Lawfare means, and here I am being generous, the unethical and immoral use of bedrock American traditional rights to prevent the government from doing what the hell it feels like.

If this be treason, make the most of it.

I am offended by the term lawfare. Lawsuits are NOT a continuation of war by other means. Lawsuits are a way of resolving disputes. Some disputes are false; that's why we call some people "IP trolls" and refer with disdain to frivolous frequent filers. (Say that three times fast.)

But habeas? And where the heck did "Al Qaeda" come in here? If the prisoner was admittedly Al Qaeda, wouldn't things be different? Or adjudicated to be? Or had a trial?

Instead, this NRO headline implies heavily - and I'm so disgusted I don't even want to read the anti-freedom drivel surely contained at the other end of the link, but I probably will, just to see where he's going - that you don't need to find out the truth, in order to figure out if someone is guilty.

The new detainee law does certainly attempt to infringe habeas rights. I mean, that's the point. See this post at Balkinblog, er, Balkinization. It would be unconstitutional if it did that improperly - check your Constitution, article I, section 9:
The migration or importation of such persons as any of the states now existing shall think proper to admit, shall not be prohibited by the Congress prior to the year one thousand eight hundred and eight, but a tax or duty may be imposed on such importation, not exceeding ten dollars for each person.

The privilege of the writ of habeas corpus shall not be suspended, unless when in cases of rebellion or invasion the public safety may require it.

Now, if I can't prove I'm not Al Qaeda, as by seeking habeas relief, what's to stop governmental overreaching from plucking me, an Americna citizen, out of my life, putting me in jail, and denying me a lawyer and a trial?

If I'm not a terrorist, how can you defend imprisoning me without a trial? And if I won't ever get the opportunity to clear myself, how do you know I really am Al Qaeda?

In other words: bah.

On the plus side, this rant has cheered me up. Take that, depressing anti-libertarians.

# Required task a
Please list every line of the rows that contains the string "jersey", where case counts.
The post on lawfare and habeas corpus has no connection to the rows that come after it.

# Information supplied
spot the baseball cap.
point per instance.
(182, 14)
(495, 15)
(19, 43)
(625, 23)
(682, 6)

* * *

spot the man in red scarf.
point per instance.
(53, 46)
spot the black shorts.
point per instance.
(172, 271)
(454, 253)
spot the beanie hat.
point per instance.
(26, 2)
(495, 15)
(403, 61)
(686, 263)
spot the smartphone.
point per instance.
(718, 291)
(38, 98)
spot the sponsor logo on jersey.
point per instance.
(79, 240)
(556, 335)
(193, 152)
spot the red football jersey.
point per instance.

---

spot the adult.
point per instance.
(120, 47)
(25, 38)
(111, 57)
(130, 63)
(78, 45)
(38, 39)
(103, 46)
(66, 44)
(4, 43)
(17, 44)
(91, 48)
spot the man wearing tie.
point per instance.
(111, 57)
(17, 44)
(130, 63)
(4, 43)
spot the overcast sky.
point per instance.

# Required task b
According to the post on lawfare and habeas corpus, what are lawsuits a way of doing?

# Complete answer a
spot the sponsor logo on jersey.
spot the red football jersey.

# Complete answer b
Resolving disputes.